═════ Provided data ═════
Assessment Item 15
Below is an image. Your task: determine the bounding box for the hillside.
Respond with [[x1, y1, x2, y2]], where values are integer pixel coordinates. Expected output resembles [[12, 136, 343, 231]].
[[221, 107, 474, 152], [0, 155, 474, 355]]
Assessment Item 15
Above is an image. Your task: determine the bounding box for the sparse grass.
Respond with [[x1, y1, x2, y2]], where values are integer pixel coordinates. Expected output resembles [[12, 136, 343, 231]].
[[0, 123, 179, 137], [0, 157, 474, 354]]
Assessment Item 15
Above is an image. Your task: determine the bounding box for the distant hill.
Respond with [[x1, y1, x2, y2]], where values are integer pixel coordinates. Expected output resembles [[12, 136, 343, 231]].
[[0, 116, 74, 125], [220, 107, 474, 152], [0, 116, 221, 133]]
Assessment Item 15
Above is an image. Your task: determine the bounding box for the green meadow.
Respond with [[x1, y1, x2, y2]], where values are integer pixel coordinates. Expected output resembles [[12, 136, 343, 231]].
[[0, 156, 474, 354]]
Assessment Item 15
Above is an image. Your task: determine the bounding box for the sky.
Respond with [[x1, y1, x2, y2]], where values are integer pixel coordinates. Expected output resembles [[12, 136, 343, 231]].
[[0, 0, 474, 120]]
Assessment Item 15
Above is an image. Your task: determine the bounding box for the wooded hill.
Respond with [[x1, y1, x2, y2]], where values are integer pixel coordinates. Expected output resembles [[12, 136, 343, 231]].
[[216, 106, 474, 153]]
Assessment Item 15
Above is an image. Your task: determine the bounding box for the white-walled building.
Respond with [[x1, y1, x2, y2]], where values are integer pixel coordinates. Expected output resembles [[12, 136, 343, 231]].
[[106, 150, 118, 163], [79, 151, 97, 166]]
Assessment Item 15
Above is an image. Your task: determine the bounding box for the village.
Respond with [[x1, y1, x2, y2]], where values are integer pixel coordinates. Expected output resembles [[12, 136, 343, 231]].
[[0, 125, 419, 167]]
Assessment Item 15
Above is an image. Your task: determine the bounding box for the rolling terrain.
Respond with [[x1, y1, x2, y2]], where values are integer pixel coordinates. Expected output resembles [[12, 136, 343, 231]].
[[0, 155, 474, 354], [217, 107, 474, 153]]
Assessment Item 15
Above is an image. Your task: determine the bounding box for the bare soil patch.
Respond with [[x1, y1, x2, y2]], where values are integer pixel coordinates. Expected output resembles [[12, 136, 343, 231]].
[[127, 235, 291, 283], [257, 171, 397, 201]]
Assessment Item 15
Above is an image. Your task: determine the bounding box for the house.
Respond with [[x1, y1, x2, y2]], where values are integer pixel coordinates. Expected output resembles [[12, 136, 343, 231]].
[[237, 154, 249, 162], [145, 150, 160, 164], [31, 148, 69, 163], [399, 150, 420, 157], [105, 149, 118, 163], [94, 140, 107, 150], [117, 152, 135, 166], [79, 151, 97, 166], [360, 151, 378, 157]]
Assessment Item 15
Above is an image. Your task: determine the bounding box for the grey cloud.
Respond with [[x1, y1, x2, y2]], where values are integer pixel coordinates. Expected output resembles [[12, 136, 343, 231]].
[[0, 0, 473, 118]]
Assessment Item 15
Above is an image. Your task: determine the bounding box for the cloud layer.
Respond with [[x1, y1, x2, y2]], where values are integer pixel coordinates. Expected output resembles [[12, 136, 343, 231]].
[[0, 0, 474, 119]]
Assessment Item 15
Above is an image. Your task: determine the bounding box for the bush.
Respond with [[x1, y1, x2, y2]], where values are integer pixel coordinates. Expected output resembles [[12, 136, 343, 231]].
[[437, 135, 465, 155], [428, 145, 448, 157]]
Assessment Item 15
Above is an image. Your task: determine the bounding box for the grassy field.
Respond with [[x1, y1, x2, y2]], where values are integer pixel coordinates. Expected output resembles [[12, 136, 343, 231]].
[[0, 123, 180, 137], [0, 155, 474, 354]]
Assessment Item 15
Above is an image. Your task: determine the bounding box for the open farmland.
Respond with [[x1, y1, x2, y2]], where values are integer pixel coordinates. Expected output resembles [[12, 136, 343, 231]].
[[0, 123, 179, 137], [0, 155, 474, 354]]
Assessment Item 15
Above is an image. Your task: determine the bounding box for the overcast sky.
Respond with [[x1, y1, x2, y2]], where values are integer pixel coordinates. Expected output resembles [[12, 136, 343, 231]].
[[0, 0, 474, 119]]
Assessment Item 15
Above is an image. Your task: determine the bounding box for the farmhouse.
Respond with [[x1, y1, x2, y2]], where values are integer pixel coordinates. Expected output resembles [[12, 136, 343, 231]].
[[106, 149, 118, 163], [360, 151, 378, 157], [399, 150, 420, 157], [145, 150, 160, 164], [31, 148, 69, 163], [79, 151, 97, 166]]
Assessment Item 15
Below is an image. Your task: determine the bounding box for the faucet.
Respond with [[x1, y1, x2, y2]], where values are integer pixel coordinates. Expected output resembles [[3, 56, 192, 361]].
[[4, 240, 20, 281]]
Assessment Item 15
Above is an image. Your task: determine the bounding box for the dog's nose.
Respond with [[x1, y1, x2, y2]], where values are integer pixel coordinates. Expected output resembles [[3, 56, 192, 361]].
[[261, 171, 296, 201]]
═════
Task brief.
Output all of the data above as a two-column CSV with the header instruction,coordinates, giving each answer its own row beside the text it answers. Put each value in a single double-quoted field, with line breaks replaced by spaces.

Final answer.
instruction,coordinates
"Assessment Item 15 Below is an image. Your task: determine the bounding box for the hillside. Respond with [[x1, y1, x2, y2]], where values are integer pixel coordinates. Expected output resembles [[12, 136, 343, 231]].","[[221, 107, 474, 152], [0, 155, 474, 355]]"
"Assessment Item 15 Above is an image. Your task: determine the bounding box for the sparse grass. Respond with [[x1, y1, x2, y2]], where values are integer pixel coordinates. Expected output resembles [[12, 136, 343, 231]].","[[0, 123, 179, 137], [0, 157, 474, 354]]"
"Assessment Item 15 Above is an image. Your task: determine the bounding box for the distant hill. Respond with [[x1, y1, x2, y2]], where values are integer pixel coordinates. Expected output resembles [[12, 136, 343, 231]].","[[0, 116, 74, 125], [220, 107, 474, 152], [0, 116, 221, 133]]"
"Assessment Item 15 Above is an image. Your task: determine the bounding box for the green meadow. Respond with [[x1, y1, x2, y2]], where values are integer pixel coordinates. Expected output resembles [[12, 136, 343, 231]].","[[0, 156, 474, 354]]"
"Assessment Item 15 Above is an image. Your task: determine the bounding box for the sky. Respond with [[x1, y1, x2, y2]], where values are integer pixel coordinates. Expected output resembles [[12, 136, 343, 231]].","[[0, 0, 474, 120]]"
"Assessment Item 15 Above is an image. Your task: determine the bounding box for the wooded hill. Respond with [[x1, y1, x2, y2]], where values are integer pixel coordinates. Expected output resembles [[12, 136, 343, 231]].","[[216, 106, 474, 153]]"
"Assessment Item 15 Above is an image. Your task: determine the bounding box for the white-walled building. Respond with [[x1, y1, x2, y2]], where values are integer pixel coordinates. Expected output resembles [[12, 136, 343, 231]].","[[106, 150, 118, 163], [79, 151, 97, 166]]"
"Assessment Item 15 Above is an image. Your task: determine the bounding box for the village. Respond with [[x1, y1, x2, y2]], where values are integer pixel coordinates. Expected output resembles [[12, 136, 343, 231]].","[[0, 125, 419, 167]]"
"Assessment Item 15 Above is an image. Your task: determine the bounding box for the rolling terrain. Respond with [[x1, y1, x2, y2]], where values are integer pixel coordinates. Expected output resembles [[12, 136, 343, 231]].","[[0, 155, 474, 354], [217, 107, 474, 153]]"
"Assessment Item 15 Above is an image. Your task: determine the bounding box for the bare soil patch. Respond with [[x1, y1, x2, y2]], where values are integer pixel coordinates. Expected output resembles [[12, 136, 343, 231]].","[[127, 235, 291, 283], [257, 171, 397, 201]]"
"Assessment Item 15 Above is an image. Your task: determine the bounding box for the house. Respond with [[x1, y1, x2, y2]], where values are integer pixel coordinates. Expected output resembles [[12, 136, 343, 231]].","[[237, 154, 249, 162], [145, 150, 160, 164], [31, 148, 69, 163], [399, 150, 420, 157], [105, 149, 118, 163], [94, 140, 107, 150], [117, 152, 135, 166], [79, 151, 97, 166], [360, 151, 378, 157]]"
"Assessment Item 15 Above is an image. Your task: determine the bounding box for the grey cloud. Respond with [[x1, y1, x2, y2]], where values are integer pixel coordinates. Expected output resembles [[12, 136, 343, 231]].","[[0, 0, 473, 118]]"
"Assessment Item 15 Above is an image. Your task: determine the bounding box for the cloud layer. Respond with [[x1, y1, x2, y2]], where values are integer pixel coordinates. Expected output resembles [[12, 136, 343, 231]].","[[0, 0, 474, 119]]"
"Assessment Item 15 Above is an image. Your task: determine the bounding box for the bush. Respond with [[x1, y1, x2, y2]], where values are integer pixel coordinates. Expected output resembles [[12, 136, 343, 231]].","[[437, 135, 465, 155], [428, 145, 448, 157]]"
"Assessment Item 15 Above is an image. Your task: determine the bounding box for the grassy field. Respond with [[x1, y1, x2, y2]], where values are integer pixel coordinates. Expected output resembles [[12, 136, 343, 231]].","[[0, 123, 180, 137], [0, 155, 474, 354]]"
"Assessment Item 15 Above is an image. Your task: determine the bounding box for the open farmland. Respond with [[x1, y1, x2, y2]], where values are integer pixel coordinates. Expected output resembles [[12, 136, 343, 231]].","[[0, 123, 179, 137], [0, 155, 474, 354]]"
"Assessment Item 15 Above is an image. Your task: determine the bounding box for the overcast sky. Respond with [[x1, y1, x2, y2]], where values are integer pixel coordinates. Expected output resembles [[12, 136, 343, 231]].","[[0, 0, 474, 119]]"
"Assessment Item 15 Above is an image. Your task: determine the bounding box for the farmhouse. Respond with [[x1, y1, x2, y2]], where values are integer pixel coordinates. Expected output resembles [[12, 136, 343, 231]].","[[106, 149, 118, 163], [360, 151, 378, 157], [399, 150, 420, 157], [145, 150, 160, 164], [31, 148, 69, 163], [79, 151, 97, 166]]"
"Assessment Item 15 Below is an image. Your task: determine the bounding box for the faucet. Respond with [[x1, y1, x2, y2]], where values are integer pixel coordinates. Expected output resembles [[3, 56, 192, 361]].","[[4, 240, 20, 281]]"
"Assessment Item 15 Above is an image. Your task: determine the bounding box for the dog's nose. Respond with [[x1, y1, x2, y2]], where values are integer pixel coordinates. Expected output resembles [[3, 56, 192, 361]].","[[261, 171, 296, 201]]"